Saved entries
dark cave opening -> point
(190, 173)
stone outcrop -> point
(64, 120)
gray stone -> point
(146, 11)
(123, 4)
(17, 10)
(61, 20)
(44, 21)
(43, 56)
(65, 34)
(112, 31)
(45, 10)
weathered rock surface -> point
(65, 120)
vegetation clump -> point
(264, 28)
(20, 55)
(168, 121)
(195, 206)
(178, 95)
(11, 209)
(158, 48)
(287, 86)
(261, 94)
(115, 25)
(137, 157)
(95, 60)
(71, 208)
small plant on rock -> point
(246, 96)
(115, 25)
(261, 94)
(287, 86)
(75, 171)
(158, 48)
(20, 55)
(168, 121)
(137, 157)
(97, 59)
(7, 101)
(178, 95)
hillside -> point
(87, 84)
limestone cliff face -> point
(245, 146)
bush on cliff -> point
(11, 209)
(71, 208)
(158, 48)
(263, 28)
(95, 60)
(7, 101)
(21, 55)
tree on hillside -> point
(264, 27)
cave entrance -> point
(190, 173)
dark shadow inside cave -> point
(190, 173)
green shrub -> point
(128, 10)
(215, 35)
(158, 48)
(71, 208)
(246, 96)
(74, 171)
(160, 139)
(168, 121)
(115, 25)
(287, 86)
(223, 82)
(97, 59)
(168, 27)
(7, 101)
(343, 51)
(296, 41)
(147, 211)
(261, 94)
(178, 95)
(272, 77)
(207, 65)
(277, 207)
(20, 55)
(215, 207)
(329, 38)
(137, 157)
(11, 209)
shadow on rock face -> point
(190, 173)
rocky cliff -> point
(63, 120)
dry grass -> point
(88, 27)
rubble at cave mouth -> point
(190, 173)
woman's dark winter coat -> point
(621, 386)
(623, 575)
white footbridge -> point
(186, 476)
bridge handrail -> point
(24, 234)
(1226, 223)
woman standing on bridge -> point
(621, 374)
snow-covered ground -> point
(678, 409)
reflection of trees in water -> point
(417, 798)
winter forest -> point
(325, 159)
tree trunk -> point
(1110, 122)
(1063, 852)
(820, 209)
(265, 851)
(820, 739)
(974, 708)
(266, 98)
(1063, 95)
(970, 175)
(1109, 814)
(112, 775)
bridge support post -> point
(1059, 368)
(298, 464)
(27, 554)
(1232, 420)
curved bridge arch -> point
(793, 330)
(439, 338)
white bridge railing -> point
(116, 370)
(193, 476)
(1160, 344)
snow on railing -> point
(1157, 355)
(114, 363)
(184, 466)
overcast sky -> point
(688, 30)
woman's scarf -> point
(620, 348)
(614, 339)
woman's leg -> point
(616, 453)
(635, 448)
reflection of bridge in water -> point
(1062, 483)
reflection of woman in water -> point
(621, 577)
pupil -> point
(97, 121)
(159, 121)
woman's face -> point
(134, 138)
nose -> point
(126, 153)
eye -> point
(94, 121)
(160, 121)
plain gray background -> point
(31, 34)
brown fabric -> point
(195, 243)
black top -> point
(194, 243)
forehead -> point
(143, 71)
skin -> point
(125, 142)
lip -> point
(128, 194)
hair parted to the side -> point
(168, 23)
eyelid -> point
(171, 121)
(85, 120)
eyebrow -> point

## Your instructions
Write out the lines from the one containing "woman's leg -> point" through the last line of the records above. Include both of those lines and nothing else.

## Task response
woman's leg -> point
(616, 453)
(635, 448)
reflection of bridge in water -> point
(1062, 483)
reflection of woman in water -> point
(621, 577)
pupil -> point
(97, 121)
(159, 121)
woman's face -> point
(134, 138)
nose -> point
(126, 153)
eye -> point
(94, 121)
(160, 121)
plain gray background -> point
(31, 34)
brown fabric -> point
(195, 243)
black top -> point
(194, 243)
forehead -> point
(143, 71)
skin -> point
(125, 142)
lip -> point
(128, 194)
hair parted to the side -> point
(168, 23)
eyelid -> point
(171, 121)
(85, 120)
eyebrow -> point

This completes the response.